§ SHORT PROBLEM: Reproduce verbatim only the lines from the one containing "Target: blue and white ceramic bowl" through the last line below, both included.

§ THE RECORDS:
___

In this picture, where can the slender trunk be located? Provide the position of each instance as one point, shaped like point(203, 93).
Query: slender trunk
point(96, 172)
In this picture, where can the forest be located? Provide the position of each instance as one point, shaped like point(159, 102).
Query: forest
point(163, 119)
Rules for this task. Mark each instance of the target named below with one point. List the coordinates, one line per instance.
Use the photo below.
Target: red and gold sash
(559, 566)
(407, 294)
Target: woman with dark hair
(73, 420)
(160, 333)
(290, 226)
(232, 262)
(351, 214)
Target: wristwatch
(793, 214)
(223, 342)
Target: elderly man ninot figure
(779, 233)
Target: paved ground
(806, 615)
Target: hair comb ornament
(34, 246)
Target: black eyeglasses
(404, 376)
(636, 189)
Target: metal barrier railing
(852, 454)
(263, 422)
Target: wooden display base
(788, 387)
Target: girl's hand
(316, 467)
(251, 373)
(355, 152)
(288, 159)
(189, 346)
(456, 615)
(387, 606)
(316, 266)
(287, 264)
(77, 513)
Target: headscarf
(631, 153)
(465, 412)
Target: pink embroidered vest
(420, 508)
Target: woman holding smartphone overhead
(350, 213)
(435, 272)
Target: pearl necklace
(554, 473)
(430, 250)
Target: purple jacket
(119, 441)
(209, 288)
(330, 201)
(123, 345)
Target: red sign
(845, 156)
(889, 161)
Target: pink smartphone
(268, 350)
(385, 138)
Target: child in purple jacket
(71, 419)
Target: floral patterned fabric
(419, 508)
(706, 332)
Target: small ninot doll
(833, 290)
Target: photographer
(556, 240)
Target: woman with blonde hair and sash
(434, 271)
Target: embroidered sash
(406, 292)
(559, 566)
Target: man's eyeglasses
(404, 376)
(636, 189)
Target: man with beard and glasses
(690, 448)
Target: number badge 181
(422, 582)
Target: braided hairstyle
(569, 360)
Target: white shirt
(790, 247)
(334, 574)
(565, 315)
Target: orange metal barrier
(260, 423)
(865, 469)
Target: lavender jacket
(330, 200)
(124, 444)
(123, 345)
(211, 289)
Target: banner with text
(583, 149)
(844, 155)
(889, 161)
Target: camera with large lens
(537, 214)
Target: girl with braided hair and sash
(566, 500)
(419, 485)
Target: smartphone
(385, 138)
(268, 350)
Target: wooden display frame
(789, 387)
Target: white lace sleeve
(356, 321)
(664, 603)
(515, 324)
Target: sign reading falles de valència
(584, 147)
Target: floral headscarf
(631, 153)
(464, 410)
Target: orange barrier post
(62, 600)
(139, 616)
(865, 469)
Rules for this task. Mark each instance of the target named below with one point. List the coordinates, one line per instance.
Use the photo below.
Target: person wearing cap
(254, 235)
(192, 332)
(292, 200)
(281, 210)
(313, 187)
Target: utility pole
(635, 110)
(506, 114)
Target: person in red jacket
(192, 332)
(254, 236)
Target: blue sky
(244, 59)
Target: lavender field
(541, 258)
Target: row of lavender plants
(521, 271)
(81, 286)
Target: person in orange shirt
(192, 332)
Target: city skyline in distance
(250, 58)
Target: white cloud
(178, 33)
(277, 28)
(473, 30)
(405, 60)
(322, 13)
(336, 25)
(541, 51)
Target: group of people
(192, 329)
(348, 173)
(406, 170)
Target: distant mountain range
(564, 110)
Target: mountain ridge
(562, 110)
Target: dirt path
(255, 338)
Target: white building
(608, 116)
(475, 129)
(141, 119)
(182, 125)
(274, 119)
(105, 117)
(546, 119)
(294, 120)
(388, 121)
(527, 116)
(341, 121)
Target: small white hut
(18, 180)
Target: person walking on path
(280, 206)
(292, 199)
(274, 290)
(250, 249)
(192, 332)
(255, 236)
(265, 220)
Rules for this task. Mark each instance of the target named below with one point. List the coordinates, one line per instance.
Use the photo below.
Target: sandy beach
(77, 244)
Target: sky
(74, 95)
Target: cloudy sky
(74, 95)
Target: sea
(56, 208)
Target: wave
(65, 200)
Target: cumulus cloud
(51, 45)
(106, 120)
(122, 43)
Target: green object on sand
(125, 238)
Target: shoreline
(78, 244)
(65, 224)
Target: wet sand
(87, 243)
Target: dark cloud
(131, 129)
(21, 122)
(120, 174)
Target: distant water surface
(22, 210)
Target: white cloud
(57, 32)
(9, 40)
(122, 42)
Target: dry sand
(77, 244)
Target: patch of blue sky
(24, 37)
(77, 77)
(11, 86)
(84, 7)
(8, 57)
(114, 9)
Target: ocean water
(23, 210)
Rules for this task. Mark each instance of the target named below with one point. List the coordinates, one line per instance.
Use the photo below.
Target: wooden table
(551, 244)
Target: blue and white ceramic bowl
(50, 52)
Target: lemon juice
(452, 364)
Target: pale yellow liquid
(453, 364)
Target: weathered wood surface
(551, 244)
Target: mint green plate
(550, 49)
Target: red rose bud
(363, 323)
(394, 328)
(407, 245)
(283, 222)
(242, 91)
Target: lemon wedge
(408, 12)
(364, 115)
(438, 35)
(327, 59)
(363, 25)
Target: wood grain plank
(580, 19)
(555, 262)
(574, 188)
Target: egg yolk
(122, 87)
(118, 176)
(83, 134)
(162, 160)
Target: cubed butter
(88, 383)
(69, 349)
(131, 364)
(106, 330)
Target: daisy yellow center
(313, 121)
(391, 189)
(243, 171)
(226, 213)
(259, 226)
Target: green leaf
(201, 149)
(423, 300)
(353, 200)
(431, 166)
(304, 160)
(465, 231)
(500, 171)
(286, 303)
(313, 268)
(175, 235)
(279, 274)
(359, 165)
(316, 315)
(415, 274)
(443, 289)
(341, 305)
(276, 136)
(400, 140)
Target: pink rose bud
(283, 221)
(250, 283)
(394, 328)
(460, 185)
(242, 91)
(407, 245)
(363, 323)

___

§ PROBLEM SOLUTION:
Target: blue and white ceramic bowl
(50, 52)
Target: lemon juice
(452, 364)
Target: pale yellow liquid
(453, 364)
Target: weathered wood surface
(551, 244)
Target: mint green plate
(550, 49)
Target: red rose bud
(363, 323)
(394, 328)
(407, 245)
(283, 222)
(242, 91)
Target: lemon wedge
(408, 12)
(364, 115)
(438, 35)
(327, 59)
(363, 25)
Target: wood grain plank
(580, 19)
(555, 262)
(574, 188)
Target: egg yolk
(122, 87)
(118, 176)
(83, 134)
(162, 160)
Target: cubed butter
(88, 383)
(69, 349)
(131, 364)
(106, 330)
Target: daisy yellow center
(313, 121)
(391, 189)
(243, 171)
(226, 213)
(259, 226)
Target: green leaf
(201, 149)
(423, 300)
(353, 200)
(431, 166)
(304, 160)
(465, 231)
(500, 171)
(286, 303)
(313, 268)
(175, 235)
(279, 274)
(359, 165)
(316, 315)
(415, 274)
(443, 289)
(341, 305)
(276, 136)
(400, 140)
Target: pink rose bud
(283, 221)
(250, 283)
(394, 328)
(460, 185)
(242, 91)
(407, 245)
(363, 323)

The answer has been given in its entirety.